======== EXCERPTED PASSAGE
Sooooo what? Well, you see why, it would be useful to define what is a granular medium. You should not be surprised if those media share common properties with gas, water and solid …

 

The first thing useful to say is that they are many, many definitions of granular matter. A geophysicist (that’s me), or a chemical engineer, or a pure physicist will explain and define with different words what is a granular flow. So, we must acknowledge that the way we see a granular flow depends mostly on your background, and on what you are interested in. So, let’s see how *I* see it …

 

The simplest way (the one I much prefer) is to say that a granular flow is a flow with grains. The only problem is that we don’t say much here, and therefore, it doesn’t help much. We need to constrain a little bit more this definition if we want to make it useful for our computer modeling. But, I agree, sometimes, the least we say, the safer we feel.

 

A second way and still very simple, is to say that a granular flow is a flow of powder in a vacuum, which means there is no fluid (i.e., gas or water) to support the particles. This definition is simple because we only deal with one phase in this flow, i.e., the solid phase. Of course in Nature and in Volcanology, this is an extreme case (practically never found). But this definition will be highly useful for us anyway. That is the first definition ever used to define the kinetic-collisional rheologies of granular matter (early in the 1980s).

 

The third way and the most challenging and complicate way is to say that a granular flow is a mixture of grains and a fluid phase (e.g., gas, liquid). The grains are called the dispersed phase, while the fluid phase is the carrier phase supporting the grains. Typically, in volcanology, the carrier fluid is the gas phase. Now, the problem here is that we must deal with multi-phase flow theory … hence, we must also deal with multi-phase flow turbulence. This leads to huge theoretical development always difficult to deal with. The good thing of this third definition is that it is so powerful that we can basically describe anything we want. Indeed, the gas phase is always there, even in highly concentrated granular flows … therefore, for granular flows found in Nature, we must always have a continuum between highly concentrated flow (where the dispersed phase dominates) to highly diluted flow (where the gas phase dominates).
================
======== DATASET EXCERPTS
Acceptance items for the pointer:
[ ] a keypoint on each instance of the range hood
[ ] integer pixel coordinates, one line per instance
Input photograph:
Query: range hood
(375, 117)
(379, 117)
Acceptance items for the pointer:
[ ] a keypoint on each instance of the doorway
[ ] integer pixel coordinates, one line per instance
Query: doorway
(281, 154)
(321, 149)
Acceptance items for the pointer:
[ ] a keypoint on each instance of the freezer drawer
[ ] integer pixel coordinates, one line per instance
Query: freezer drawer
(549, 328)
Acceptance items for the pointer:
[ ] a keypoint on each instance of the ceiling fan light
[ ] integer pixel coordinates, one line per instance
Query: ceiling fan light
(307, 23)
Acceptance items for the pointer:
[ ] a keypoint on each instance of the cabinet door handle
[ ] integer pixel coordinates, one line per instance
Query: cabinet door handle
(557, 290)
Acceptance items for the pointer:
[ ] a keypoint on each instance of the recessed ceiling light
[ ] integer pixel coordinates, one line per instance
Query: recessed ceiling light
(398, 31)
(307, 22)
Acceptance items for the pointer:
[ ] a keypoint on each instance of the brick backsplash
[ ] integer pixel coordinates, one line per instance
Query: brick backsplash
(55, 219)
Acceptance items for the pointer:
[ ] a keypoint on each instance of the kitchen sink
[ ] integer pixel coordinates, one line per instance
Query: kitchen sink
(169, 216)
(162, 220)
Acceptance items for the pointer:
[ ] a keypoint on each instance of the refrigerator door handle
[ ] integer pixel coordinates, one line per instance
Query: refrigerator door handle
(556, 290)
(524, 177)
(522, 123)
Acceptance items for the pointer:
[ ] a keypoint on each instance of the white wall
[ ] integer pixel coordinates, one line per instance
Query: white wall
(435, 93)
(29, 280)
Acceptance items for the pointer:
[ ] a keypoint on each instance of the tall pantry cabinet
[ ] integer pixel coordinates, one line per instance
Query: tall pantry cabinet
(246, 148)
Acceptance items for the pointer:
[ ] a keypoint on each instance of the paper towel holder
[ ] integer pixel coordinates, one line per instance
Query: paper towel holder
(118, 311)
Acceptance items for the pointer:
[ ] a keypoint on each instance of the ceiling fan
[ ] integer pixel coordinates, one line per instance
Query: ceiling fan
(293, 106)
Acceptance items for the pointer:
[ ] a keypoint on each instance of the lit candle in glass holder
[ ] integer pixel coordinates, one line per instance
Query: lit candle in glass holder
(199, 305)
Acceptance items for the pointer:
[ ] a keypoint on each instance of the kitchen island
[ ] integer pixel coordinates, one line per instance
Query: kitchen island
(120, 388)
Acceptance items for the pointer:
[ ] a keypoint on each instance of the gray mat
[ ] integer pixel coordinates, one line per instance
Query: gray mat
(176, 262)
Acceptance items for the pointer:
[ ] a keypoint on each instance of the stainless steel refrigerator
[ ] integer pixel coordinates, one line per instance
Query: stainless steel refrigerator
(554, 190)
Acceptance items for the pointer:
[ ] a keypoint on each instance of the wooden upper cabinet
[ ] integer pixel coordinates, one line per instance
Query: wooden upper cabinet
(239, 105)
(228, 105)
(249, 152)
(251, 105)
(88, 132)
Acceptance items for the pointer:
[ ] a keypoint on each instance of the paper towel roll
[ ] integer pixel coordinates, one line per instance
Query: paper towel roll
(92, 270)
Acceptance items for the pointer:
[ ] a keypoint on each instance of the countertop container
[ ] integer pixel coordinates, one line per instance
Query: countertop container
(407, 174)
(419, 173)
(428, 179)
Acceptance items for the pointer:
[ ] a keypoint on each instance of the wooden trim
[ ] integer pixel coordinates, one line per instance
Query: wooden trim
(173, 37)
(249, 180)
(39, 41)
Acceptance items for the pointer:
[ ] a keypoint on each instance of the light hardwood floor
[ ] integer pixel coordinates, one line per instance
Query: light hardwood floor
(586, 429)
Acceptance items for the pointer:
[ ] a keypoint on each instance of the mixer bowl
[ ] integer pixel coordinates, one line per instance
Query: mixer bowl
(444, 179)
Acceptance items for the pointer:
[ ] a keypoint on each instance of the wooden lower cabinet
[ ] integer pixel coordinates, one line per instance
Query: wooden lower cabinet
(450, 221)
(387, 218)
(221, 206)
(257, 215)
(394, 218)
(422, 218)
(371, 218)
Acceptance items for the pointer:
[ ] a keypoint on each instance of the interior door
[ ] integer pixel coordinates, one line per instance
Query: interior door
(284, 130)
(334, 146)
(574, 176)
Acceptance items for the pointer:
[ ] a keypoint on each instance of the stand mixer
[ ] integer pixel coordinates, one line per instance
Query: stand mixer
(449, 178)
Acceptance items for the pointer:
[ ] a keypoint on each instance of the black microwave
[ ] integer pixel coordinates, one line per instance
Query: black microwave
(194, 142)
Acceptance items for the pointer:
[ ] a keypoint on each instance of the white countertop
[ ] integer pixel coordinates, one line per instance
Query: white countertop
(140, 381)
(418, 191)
================
# [WHAT IS NEEDED]
Please update the part of the granular flow passage that opens with the words "The simplest way" and closes with "safer we feel.", changing "computer modeling" to "numerical modeling". The rows have nothing to do with the granular flow passage.

# [EXERCISE OUTPUT]
The simplest way (the one I much prefer) is to say that a granular flow is a flow with grains. The only problem is that we don’t say much here, and therefore, it doesn’t help much. We need to constrain a little bit more this definition if we want to make it useful for our numerical modeling. But, I agree, sometimes, the least we say, the safer we feel.